Entries for bounding box labeling
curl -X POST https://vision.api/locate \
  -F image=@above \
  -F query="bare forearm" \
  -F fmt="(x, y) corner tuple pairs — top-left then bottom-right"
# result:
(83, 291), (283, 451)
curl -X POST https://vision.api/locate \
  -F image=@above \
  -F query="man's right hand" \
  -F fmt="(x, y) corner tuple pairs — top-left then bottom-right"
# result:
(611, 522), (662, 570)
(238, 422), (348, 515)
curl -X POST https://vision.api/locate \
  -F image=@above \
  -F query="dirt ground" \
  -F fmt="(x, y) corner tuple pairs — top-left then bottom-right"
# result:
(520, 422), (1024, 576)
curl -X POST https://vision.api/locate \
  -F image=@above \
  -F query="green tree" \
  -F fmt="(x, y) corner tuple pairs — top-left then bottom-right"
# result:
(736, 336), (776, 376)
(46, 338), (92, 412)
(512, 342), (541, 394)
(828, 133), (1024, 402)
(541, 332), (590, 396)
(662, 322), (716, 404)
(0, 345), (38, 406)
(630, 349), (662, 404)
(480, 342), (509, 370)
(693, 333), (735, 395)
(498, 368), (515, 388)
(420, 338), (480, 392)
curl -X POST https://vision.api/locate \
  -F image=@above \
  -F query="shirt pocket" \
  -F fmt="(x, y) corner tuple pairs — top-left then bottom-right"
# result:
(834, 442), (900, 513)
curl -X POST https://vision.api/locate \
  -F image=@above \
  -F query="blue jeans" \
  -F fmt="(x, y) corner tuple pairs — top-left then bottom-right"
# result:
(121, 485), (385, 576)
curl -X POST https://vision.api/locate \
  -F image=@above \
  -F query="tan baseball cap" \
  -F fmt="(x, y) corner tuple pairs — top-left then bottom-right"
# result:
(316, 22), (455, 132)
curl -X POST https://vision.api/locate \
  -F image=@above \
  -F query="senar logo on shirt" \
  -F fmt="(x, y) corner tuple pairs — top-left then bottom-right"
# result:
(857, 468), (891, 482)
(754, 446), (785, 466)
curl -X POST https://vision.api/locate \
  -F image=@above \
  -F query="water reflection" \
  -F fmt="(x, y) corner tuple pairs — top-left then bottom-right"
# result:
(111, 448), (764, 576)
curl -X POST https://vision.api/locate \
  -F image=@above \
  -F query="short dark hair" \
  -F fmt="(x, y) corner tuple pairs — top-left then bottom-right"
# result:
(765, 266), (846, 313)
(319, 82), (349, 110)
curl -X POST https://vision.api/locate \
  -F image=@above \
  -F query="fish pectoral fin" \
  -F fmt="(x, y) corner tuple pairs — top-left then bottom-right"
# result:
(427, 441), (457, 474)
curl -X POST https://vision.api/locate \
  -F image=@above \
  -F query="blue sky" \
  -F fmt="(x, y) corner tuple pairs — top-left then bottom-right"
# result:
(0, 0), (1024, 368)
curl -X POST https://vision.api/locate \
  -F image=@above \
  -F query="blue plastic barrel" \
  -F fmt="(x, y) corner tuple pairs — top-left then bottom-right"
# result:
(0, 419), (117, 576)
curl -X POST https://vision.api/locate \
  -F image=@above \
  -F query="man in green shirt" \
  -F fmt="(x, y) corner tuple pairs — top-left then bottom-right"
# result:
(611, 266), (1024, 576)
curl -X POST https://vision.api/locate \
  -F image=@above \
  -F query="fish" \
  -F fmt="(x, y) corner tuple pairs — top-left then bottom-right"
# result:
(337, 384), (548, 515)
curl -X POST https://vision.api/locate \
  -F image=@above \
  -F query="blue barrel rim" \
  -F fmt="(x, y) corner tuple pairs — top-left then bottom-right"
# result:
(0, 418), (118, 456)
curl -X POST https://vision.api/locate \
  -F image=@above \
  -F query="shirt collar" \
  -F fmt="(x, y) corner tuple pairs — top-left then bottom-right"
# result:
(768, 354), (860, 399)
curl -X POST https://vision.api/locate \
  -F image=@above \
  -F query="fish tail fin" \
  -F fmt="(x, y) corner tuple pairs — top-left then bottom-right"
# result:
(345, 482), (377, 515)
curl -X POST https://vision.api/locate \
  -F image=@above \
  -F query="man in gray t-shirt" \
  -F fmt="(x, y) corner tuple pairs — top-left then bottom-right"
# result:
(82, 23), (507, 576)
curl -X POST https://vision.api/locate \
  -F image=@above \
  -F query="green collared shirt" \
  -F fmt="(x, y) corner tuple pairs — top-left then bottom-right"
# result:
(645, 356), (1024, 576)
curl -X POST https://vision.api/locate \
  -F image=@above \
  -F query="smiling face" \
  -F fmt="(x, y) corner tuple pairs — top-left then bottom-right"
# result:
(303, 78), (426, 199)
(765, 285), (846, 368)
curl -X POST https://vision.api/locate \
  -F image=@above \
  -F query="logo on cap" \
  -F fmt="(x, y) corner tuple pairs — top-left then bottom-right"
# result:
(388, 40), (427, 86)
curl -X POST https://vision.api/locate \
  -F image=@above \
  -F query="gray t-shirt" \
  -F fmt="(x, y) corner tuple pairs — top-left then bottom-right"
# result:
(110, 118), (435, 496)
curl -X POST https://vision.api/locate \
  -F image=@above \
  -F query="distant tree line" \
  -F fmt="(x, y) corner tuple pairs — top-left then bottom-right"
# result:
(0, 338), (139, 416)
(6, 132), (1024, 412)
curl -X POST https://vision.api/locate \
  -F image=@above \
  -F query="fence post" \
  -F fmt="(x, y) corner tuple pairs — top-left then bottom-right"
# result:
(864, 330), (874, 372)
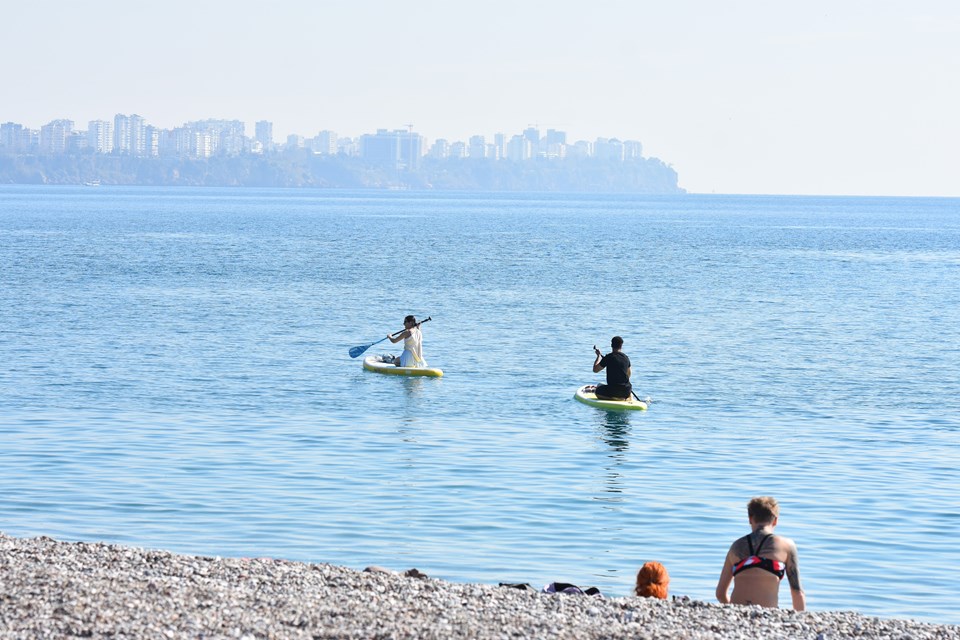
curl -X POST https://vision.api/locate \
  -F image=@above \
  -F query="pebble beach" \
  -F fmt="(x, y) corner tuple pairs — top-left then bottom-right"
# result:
(0, 534), (960, 640)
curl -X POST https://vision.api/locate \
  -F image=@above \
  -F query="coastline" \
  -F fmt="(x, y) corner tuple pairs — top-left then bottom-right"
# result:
(0, 533), (960, 640)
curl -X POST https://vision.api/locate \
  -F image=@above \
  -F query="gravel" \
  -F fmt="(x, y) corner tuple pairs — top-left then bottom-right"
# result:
(0, 533), (960, 640)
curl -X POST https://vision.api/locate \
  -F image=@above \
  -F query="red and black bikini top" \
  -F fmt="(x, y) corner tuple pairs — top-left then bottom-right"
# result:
(733, 533), (787, 580)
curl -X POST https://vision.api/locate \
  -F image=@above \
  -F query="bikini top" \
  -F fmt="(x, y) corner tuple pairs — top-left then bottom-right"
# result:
(733, 533), (787, 580)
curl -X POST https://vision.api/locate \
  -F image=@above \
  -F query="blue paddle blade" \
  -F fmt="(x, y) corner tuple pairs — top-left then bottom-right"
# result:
(350, 344), (373, 358)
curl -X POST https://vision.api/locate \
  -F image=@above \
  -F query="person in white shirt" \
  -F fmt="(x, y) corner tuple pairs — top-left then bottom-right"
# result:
(387, 316), (427, 367)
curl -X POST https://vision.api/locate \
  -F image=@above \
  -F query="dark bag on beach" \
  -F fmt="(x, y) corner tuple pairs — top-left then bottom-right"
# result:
(543, 582), (603, 598)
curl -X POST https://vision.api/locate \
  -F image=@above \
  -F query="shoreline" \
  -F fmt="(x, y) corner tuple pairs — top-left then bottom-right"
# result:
(0, 533), (960, 640)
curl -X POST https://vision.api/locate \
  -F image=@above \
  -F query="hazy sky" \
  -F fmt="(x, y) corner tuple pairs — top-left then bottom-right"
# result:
(0, 0), (960, 196)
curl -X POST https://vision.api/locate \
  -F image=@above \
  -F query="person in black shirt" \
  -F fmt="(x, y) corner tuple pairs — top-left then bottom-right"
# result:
(593, 336), (633, 400)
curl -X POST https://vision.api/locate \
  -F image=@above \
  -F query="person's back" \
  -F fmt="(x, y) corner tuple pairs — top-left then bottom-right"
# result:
(717, 497), (806, 611)
(593, 336), (633, 400)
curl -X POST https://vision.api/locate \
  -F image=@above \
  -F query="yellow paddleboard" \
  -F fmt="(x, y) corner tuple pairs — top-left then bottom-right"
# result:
(573, 385), (647, 411)
(363, 356), (443, 378)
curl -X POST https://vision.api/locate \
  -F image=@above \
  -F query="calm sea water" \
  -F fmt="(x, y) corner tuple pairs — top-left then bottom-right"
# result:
(0, 186), (960, 623)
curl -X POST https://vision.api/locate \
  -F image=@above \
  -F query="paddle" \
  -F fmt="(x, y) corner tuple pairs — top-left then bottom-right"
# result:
(593, 345), (650, 404)
(350, 317), (431, 358)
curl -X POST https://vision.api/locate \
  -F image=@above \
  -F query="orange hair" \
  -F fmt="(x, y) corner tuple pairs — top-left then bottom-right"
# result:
(633, 562), (670, 600)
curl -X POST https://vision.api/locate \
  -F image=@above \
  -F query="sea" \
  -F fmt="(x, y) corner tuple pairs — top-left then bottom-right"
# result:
(0, 185), (960, 624)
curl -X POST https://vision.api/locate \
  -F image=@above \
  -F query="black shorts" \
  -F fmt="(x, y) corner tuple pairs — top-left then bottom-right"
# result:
(596, 383), (633, 399)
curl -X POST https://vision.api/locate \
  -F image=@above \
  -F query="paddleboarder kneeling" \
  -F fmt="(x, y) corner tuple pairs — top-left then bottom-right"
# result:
(593, 336), (633, 400)
(387, 316), (427, 367)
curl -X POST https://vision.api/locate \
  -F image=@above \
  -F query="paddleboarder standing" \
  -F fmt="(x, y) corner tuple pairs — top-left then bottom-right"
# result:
(593, 336), (633, 400)
(387, 316), (427, 367)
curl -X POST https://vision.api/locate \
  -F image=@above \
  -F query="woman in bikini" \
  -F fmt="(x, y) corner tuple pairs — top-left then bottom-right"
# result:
(717, 497), (807, 611)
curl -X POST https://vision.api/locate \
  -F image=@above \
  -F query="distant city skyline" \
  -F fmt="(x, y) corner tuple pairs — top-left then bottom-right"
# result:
(0, 0), (960, 196)
(0, 113), (652, 166)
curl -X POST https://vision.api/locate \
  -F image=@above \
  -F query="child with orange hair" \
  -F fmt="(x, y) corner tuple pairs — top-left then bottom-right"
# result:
(633, 562), (670, 600)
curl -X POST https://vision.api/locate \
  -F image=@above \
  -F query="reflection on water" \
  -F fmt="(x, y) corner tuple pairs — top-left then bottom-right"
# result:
(600, 411), (630, 452)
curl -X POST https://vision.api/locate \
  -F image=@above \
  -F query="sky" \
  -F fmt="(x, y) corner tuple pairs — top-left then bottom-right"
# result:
(0, 0), (960, 196)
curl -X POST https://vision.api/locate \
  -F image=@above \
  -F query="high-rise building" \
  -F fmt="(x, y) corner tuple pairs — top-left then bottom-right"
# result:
(507, 136), (533, 162)
(593, 138), (623, 162)
(493, 133), (507, 160)
(623, 140), (643, 160)
(113, 113), (130, 153)
(113, 113), (150, 156)
(0, 122), (33, 153)
(87, 120), (113, 153)
(311, 130), (337, 156)
(254, 120), (273, 151)
(130, 114), (147, 156)
(360, 129), (423, 170)
(467, 136), (487, 158)
(40, 120), (73, 153)
(427, 138), (450, 160)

▶ **PROBLEM TO WORK ON**: Tally the lines of the data above that contain the string "paddleboarder". Give only the number.

▶ **ANSWER TO THE PROBLEM**: 2